What you need to do:
Transcribe every entry below word for word, keeping each line and each coordinate pair unchanged.

## begin Entries

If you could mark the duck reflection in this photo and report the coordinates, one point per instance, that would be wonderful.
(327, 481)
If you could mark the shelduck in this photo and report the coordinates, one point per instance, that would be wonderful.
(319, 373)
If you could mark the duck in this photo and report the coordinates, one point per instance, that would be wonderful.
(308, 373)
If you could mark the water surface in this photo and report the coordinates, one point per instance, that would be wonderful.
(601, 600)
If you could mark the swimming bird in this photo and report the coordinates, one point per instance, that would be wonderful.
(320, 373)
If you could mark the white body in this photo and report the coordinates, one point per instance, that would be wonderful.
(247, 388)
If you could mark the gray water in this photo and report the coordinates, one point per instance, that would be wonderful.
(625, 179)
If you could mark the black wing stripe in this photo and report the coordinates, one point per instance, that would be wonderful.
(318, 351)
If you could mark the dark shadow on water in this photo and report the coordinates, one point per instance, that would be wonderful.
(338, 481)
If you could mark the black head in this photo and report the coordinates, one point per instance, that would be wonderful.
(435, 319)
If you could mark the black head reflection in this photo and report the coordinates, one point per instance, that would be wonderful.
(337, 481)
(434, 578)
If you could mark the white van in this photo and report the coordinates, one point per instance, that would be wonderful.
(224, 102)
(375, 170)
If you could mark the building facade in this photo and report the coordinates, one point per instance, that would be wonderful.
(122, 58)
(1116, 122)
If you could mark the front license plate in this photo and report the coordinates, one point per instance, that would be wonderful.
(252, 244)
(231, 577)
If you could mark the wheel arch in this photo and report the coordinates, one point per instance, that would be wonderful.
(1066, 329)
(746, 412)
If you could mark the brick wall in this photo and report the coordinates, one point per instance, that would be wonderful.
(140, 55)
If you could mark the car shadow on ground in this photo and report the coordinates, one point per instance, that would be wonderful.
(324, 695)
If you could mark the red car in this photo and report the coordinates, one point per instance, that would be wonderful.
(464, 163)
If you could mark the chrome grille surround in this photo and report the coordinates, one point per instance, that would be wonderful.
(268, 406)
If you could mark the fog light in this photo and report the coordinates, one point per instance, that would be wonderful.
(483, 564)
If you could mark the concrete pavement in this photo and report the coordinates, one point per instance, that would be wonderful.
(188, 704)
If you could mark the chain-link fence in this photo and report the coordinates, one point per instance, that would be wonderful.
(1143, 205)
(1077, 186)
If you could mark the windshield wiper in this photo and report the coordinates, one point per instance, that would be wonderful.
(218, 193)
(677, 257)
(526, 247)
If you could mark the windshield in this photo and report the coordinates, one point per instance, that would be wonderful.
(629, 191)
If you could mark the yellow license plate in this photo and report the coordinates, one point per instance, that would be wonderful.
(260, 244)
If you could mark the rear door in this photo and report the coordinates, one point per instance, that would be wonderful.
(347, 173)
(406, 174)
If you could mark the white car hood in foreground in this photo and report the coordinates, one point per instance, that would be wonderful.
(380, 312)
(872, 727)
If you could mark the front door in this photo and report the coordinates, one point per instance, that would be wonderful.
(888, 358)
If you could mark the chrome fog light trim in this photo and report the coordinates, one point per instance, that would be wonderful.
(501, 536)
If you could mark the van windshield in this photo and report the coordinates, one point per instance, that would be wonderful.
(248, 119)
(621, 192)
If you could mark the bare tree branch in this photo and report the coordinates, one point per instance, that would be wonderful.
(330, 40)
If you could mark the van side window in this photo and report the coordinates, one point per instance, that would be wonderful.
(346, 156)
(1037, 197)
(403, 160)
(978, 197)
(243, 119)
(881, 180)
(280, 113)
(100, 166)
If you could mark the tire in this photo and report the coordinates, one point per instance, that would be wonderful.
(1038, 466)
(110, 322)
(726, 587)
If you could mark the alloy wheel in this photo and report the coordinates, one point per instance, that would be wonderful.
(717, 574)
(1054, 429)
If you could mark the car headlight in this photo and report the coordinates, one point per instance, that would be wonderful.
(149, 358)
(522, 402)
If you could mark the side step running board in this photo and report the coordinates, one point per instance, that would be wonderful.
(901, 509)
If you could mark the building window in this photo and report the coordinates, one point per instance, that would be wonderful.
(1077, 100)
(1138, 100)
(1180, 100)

## end Entries

Written answer:
If you could mark the duck reflection in this photo and report the coordinates, one point per instance, that would be wonderful.
(327, 481)
If you could mark the shelduck in this photo and report the coordinates, one point per instance, that would be wonderful.
(319, 373)
If you could mark the duck in this photo and report the coordinates, one point per instance, that would be wonderful.
(308, 373)
If you could mark the water surface in this photo and report the coordinates, one point per instance, that would be wonderful.
(601, 600)
If you could mark the swimming bird in this photo and report the coordinates, one point per instance, that would be wonderful.
(320, 373)
If you could mark the white body in this photo and report the coordinates, one point per instance, that would be wonderful.
(247, 388)
If you could mark the gray water in this photo and report the coordinates, one point per instance, that would be wonderful.
(625, 179)
If you could mark the black wing stripe in this photo and report the coordinates, one point per instance, that would be wonderful.
(318, 351)
If you could mark the dark shadow on water in this photo and report the coordinates, one point per instance, that would be wonderful.
(338, 481)
If you could mark the black head in this photo and report the coordinates, one point per instance, that would be wonderful.
(435, 319)
If you could mark the black head reflection in this photo and report the coordinates, one point per instance, that would be wonderful.
(337, 481)
(434, 578)
If you could mark the white van in this photo and report the coordinates, one point per instance, that would be wonderful.
(224, 102)
(375, 170)
If you could mark the building facade in this photo and report the coordinates, one point per instance, that would be wonderful.
(122, 58)
(1116, 122)
If you could mark the front license plate in this photo and report the coordinates, one point per instance, that would be wonderful.
(252, 244)
(231, 577)
If you could mark the wheel arch in this photo and report the coordinates, one point per instance, that would be wonderful.
(1066, 329)
(746, 412)
If you could mark the brick wall in this photo and report the coordinates, one point per instance, that would be wonderful.
(140, 55)
If you could mark the car shadow on ground in this photo and report the coordinates, one point per instance, that would be wonderful.
(324, 695)
If you could mark the red car in this photo and report the coordinates, one point per instance, that would be wonderful.
(464, 163)
If you could mark the chrome grille surround in this photo and report the coordinates, one point per instance, that would be wonderful.
(268, 406)
If you could mark the fog light in this photo and report the coordinates, one point per instance, that would be wonderful.
(483, 564)
If you could mark the concrete pavement in this photo and report the coordinates, one point per instance, that would be wonderful.
(188, 704)
If you could mark the chain-link fence in this photo and report the coordinates, one point per instance, that would be wonderful.
(1143, 205)
(1077, 186)
If you could mark the windshield wiper in this photo and report the coordinates, one point per instance, that would be wonderful.
(218, 193)
(677, 257)
(526, 247)
If you could mark the windshield in this photo and report the coordinates, one point per instance, that would be wonderful.
(629, 191)
If you could mark the yellow license plate in this photo and report the coordinates, one point per instance, that would be wonderful.
(260, 244)
If you could mark the rear door in this photo and report the coordinates, one point per instance, that would be wonderful.
(347, 173)
(406, 174)
If you could mark the white car hood in foreground in this photo and report the coordinates, one point per instance, that would be wonderful.
(380, 312)
(872, 727)
If you could mark the front door in this photo and report the coordinates, one point per instance, that would be wonderful.
(888, 358)
If you could mark the chrome fog light trim in this photo and report the coordinates, one point per instance, that would be wonderful.
(501, 536)
If you could mark the van windshield in this photo and report the coordinates, one point per instance, that would be wonderful.
(248, 119)
(621, 192)
If you could mark the bare tree branch in this photo and report the coordinates, one point per instance, that would be wonderful.
(330, 40)
If you could mark the van side window in this photo and report the coordinates, one point per instance, that would be wonderful.
(346, 156)
(1037, 197)
(403, 160)
(978, 197)
(243, 119)
(881, 180)
(280, 113)
(100, 166)
If you could mark the tire in this photo and report the coordinates, one point per instance, that would be wonderful.
(1038, 466)
(110, 322)
(726, 587)
If you could mark the alloy wheel in this photo and report the coordinates, one point per instance, that would be wonderful.
(717, 574)
(1054, 429)
If you could mark the car headlight in this photo and report the coordinates, one point per instance, that would be wonderful.
(149, 358)
(522, 402)
If you could mark the side step running board in this photo and report the coordinates, one point per instance, that would be wonderful.
(901, 509)
If you could mark the building window in this photo and report the coordinates, one point per instance, that would be wonderful.
(1077, 100)
(1138, 100)
(1180, 100)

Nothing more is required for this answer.